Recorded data

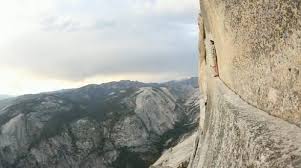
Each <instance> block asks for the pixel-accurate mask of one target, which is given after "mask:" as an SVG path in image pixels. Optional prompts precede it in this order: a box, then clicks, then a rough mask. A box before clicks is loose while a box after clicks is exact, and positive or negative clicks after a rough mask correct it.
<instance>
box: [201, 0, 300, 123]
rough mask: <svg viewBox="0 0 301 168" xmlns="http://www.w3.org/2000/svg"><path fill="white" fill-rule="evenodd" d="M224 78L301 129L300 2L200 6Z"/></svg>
mask: <svg viewBox="0 0 301 168" xmlns="http://www.w3.org/2000/svg"><path fill="white" fill-rule="evenodd" d="M201 8H202V9H201V11H202V17H203V20H204V22H205V24H204V26H205V29H206V36H207V37H208V35H210V36H211V37H210V38H212V39H211V40H213V41H214V42H215V45H216V46H215V47H216V49H217V56H218V62H219V69H220V78H221V79H222V80H223V81H224V82H225V83H226V85H228V86H229V87H230V88H231V89H232V90H233V91H234V92H236V93H237V94H238V95H240V96H241V97H242V98H243V99H244V100H245V101H246V102H248V103H249V104H251V105H254V106H255V107H257V108H259V109H262V110H264V111H266V112H268V113H269V114H271V115H273V116H276V117H279V118H282V119H284V120H286V121H289V122H291V123H293V124H296V125H298V126H299V127H300V126H301V103H300V102H301V72H300V71H301V1H298V0H273V1H272V0H256V1H254V0H201Z"/></svg>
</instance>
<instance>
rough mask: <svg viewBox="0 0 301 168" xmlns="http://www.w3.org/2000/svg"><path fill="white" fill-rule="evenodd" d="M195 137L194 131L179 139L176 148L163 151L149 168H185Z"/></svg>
mask: <svg viewBox="0 0 301 168" xmlns="http://www.w3.org/2000/svg"><path fill="white" fill-rule="evenodd" d="M196 136H197V132H195V131H194V132H193V133H192V134H188V135H186V136H185V137H183V138H182V139H180V140H179V141H178V142H177V145H176V146H173V147H171V148H169V149H167V150H166V151H164V152H163V154H162V156H161V157H160V158H159V159H158V160H157V161H156V162H155V163H154V164H153V165H152V166H151V167H150V168H186V167H187V166H188V163H189V160H190V156H191V151H193V147H194V146H193V145H194V141H195V139H196Z"/></svg>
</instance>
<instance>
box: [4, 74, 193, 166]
mask: <svg viewBox="0 0 301 168" xmlns="http://www.w3.org/2000/svg"><path fill="white" fill-rule="evenodd" d="M178 82H179V83H181V82H184V83H182V84H179V83H178ZM178 82H172V83H163V84H144V83H139V82H131V81H121V82H113V83H107V84H102V85H89V86H86V87H83V88H79V89H73V90H63V91H58V92H52V93H43V94H38V95H26V96H21V97H18V98H15V99H11V100H10V101H5V102H2V106H1V107H2V108H1V110H0V128H1V134H0V167H3V168H18V167H20V168H21V167H22V168H29V167H30V168H35V167H39V168H43V167H45V168H46V167H47V168H49V167H56V168H65V167H73V168H77V167H78V168H82V167H93V168H94V167H101V168H119V167H120V168H121V167H122V168H143V167H148V166H149V165H150V164H151V163H153V162H154V161H155V160H157V158H158V157H159V156H160V154H161V152H162V151H163V150H164V149H166V148H169V147H170V146H171V145H172V144H174V142H175V141H177V140H178V138H179V137H180V136H181V135H182V134H184V133H186V132H189V131H191V130H194V129H195V127H196V126H197V122H195V121H196V120H197V118H198V115H197V114H198V111H199V107H198V106H199V104H198V102H199V91H198V88H197V79H196V78H192V79H189V80H187V81H186V83H185V81H178ZM187 82H188V83H187ZM182 89H186V91H185V94H184V93H183V90H182ZM194 117H195V118H194Z"/></svg>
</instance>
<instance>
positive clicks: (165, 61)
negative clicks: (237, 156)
mask: <svg viewBox="0 0 301 168" xmlns="http://www.w3.org/2000/svg"><path fill="white" fill-rule="evenodd" d="M198 11H199V9H198V1H197V0H1V1H0V94H9V95H21V94H28V93H39V92H45V91H53V90H59V89H63V88H75V87H80V86H83V85H86V84H91V83H95V84H99V83H104V82H109V81H118V80H138V81H142V82H163V81H168V80H173V79H181V78H186V77H191V76H196V75H197V24H196V23H197V15H198Z"/></svg>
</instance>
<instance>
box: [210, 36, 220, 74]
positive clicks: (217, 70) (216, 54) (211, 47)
mask: <svg viewBox="0 0 301 168" xmlns="http://www.w3.org/2000/svg"><path fill="white" fill-rule="evenodd" d="M210 43H211V46H212V47H211V50H212V51H211V52H212V65H211V66H210V67H211V68H212V69H213V77H218V76H219V72H218V62H217V53H216V49H215V45H214V41H212V40H210Z"/></svg>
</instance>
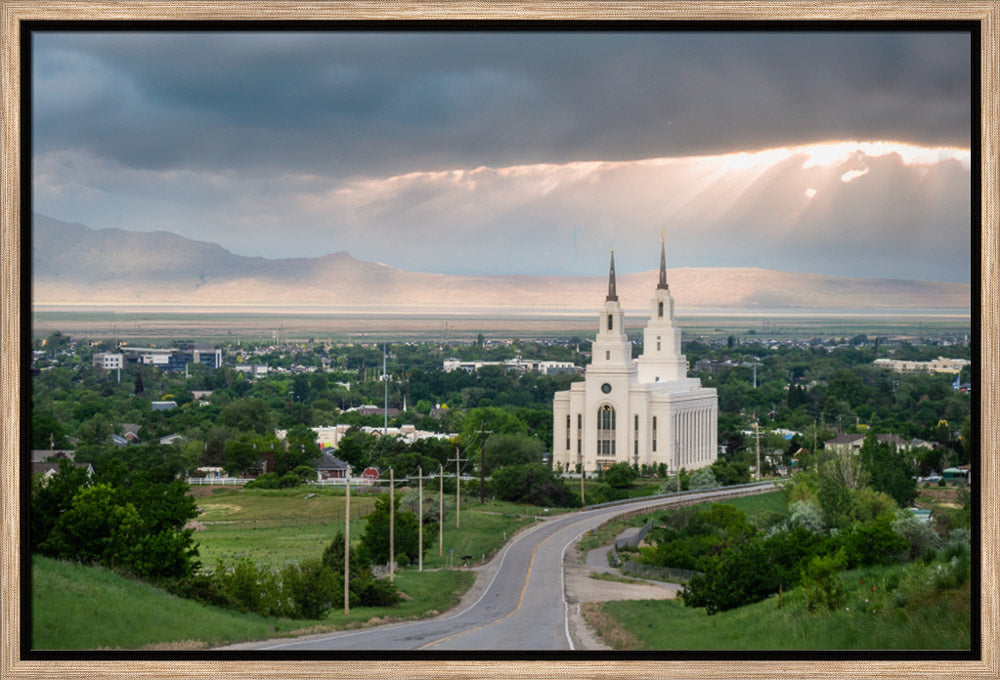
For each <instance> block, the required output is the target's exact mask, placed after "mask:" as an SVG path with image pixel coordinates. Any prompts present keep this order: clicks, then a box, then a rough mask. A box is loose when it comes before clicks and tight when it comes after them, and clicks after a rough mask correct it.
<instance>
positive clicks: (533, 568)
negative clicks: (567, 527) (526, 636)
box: [418, 525, 572, 649]
mask: <svg viewBox="0 0 1000 680" xmlns="http://www.w3.org/2000/svg"><path fill="white" fill-rule="evenodd" d="M570 526H572V525H570ZM563 528H565V527H563ZM559 531H561V529H556V530H555V531H554V532H552V534H550V535H549V536H546V537H545V538H544V539H542V541H541V542H540V543H539V544H538V545H536V546H535V549H534V550H532V551H531V559H530V560H528V570H527V571H526V572H525V575H524V585H523V586H522V587H521V596H520V597H519V598H518V600H517V606H516V607H514V608H513V609H511V610H510V611H509V612H507V613H506V614H504V615H503V616H502V617H501V618H499V619H497V620H496V621H490V622H488V623H484V624H482V625H479V626H476V627H475V628H469V629H467V630H463V631H459V632H458V633H452V634H451V635H448V636H446V637H443V638H441V639H440V640H434V641H433V642H428V643H427V644H425V645H423V646H421V647H418V649H427V648H429V647H436V646H437V645H440V644H442V643H444V642H449V641H451V640H454V639H456V638H460V637H462V636H463V635H468V634H469V633H474V632H475V631H477V630H480V629H482V628H485V627H486V626H492V625H494V624H497V623H501V622H503V621H505V620H506V619H508V618H510V617H511V616H513V615H514V614H515V613H516V612H517V611H518V610H519V609H520V608H521V607H522V606H523V605H524V596H525V595H527V593H528V584H529V583H530V582H531V571H532V569H534V568H535V554H536V553H537V552H538V549H539V548H541V547H542V546H543V545H544V544H545V542H546V541H548V540H549V539H550V538H552V537H553V536H555V535H556V534H557V533H559Z"/></svg>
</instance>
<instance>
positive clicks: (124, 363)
mask: <svg viewBox="0 0 1000 680" xmlns="http://www.w3.org/2000/svg"><path fill="white" fill-rule="evenodd" d="M94 366H99V367H101V368H103V369H105V370H108V371H113V370H115V369H116V368H124V367H125V355H124V354H110V353H102V354H95V355H94Z"/></svg>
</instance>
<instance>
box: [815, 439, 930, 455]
mask: <svg viewBox="0 0 1000 680" xmlns="http://www.w3.org/2000/svg"><path fill="white" fill-rule="evenodd" d="M866 436H867V435H865V434H839V435H837V436H836V437H834V438H833V439H827V440H826V441H825V442H823V446H824V447H825V448H826V450H827V451H832V452H835V453H841V454H846V453H857V452H859V451H860V450H861V446H862V445H863V444H864V443H865V437H866ZM877 438H878V441H879V443H881V444H892V445H893V446H895V447H896V448H897V449H900V450H904V451H908V450H910V449H915V448H917V447H920V446H926V447H927V448H933V447H935V446H937V445H936V444H935V443H933V442H928V441H924V440H923V439H903V438H902V437H900V436H899V435H898V434H880V435H877Z"/></svg>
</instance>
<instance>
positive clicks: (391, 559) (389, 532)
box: [389, 468, 396, 581]
mask: <svg viewBox="0 0 1000 680" xmlns="http://www.w3.org/2000/svg"><path fill="white" fill-rule="evenodd" d="M389 580H390V581H395V580H396V476H395V471H394V470H393V469H392V468H389Z"/></svg>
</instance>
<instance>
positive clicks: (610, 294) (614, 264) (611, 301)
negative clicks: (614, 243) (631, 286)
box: [605, 248, 618, 302]
mask: <svg viewBox="0 0 1000 680" xmlns="http://www.w3.org/2000/svg"><path fill="white" fill-rule="evenodd" d="M605 301H607V302H618V293H616V292H615V249H614V248H612V249H611V274H609V275H608V297H606V298H605Z"/></svg>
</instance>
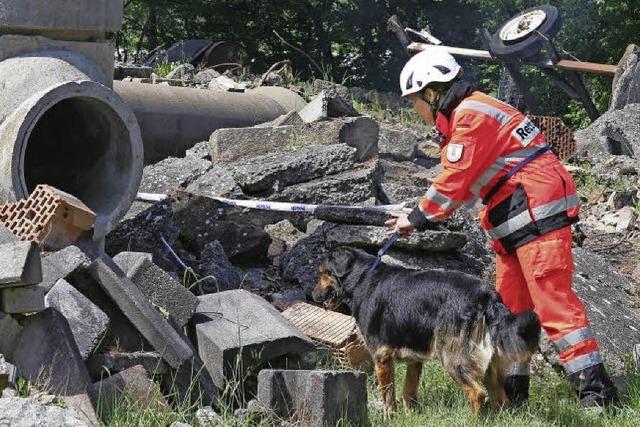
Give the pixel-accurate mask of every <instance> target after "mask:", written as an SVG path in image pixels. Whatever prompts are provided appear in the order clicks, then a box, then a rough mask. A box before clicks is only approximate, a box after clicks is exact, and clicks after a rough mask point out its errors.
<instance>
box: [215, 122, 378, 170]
mask: <svg viewBox="0 0 640 427" xmlns="http://www.w3.org/2000/svg"><path fill="white" fill-rule="evenodd" d="M378 132H379V126H378V123H377V122H376V121H375V120H373V119H371V118H369V117H346V118H340V119H334V120H330V121H324V122H317V123H312V124H310V125H307V126H302V127H298V126H280V127H271V128H264V127H252V128H237V129H218V130H216V131H215V132H214V133H213V134H212V135H211V139H210V140H209V149H210V151H211V158H212V160H213V162H214V163H218V162H231V161H236V160H241V159H247V158H252V157H255V156H260V155H265V154H274V153H278V152H286V151H294V150H296V149H300V148H301V147H303V146H305V145H321V144H322V145H334V144H347V145H349V146H351V147H354V148H356V150H357V151H356V160H357V161H360V162H361V161H365V160H368V159H370V158H372V157H373V156H375V155H376V154H377V153H378Z"/></svg>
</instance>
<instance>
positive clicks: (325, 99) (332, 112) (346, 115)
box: [299, 91, 360, 123]
mask: <svg viewBox="0 0 640 427" xmlns="http://www.w3.org/2000/svg"><path fill="white" fill-rule="evenodd" d="M299 115H300V117H301V118H302V120H303V121H304V122H305V123H314V122H317V121H320V120H326V119H328V118H330V117H356V116H359V115H360V113H358V112H357V111H356V109H355V108H353V104H351V102H349V101H347V100H346V99H344V98H343V97H341V96H338V95H336V94H335V93H334V94H331V93H329V92H327V91H322V92H320V93H319V94H317V95H316V96H314V97H313V99H312V100H311V101H309V103H308V104H307V105H306V106H305V107H304V108H303V109H302V110H300V112H299Z"/></svg>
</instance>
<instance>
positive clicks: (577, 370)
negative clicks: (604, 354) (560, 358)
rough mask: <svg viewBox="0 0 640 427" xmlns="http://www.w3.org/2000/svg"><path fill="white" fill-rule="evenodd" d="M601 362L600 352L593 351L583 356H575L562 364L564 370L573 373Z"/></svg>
mask: <svg viewBox="0 0 640 427" xmlns="http://www.w3.org/2000/svg"><path fill="white" fill-rule="evenodd" d="M600 363H602V356H600V352H597V351H594V352H593V353H588V354H585V355H583V356H579V357H576V358H575V359H573V360H570V361H568V362H567V363H565V364H564V371H565V372H566V373H567V374H569V375H570V374H575V373H576V372H579V371H582V370H584V369H587V368H589V367H591V366H593V365H599V364H600Z"/></svg>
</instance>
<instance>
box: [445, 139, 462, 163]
mask: <svg viewBox="0 0 640 427" xmlns="http://www.w3.org/2000/svg"><path fill="white" fill-rule="evenodd" d="M463 151H464V146H463V145H462V144H454V143H449V144H448V145H447V160H449V161H450V162H451V163H455V162H457V161H459V160H460V159H461V158H462V152H463Z"/></svg>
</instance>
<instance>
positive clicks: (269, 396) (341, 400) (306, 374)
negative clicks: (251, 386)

What you are asked to do
Output these and nothing else: the lines from the one holding "positive clicks: (269, 396)" through the final line of the entries above, exactly as they appear.

Output of the task
positive clicks: (269, 396) (341, 400) (306, 374)
negative clicks: (251, 386)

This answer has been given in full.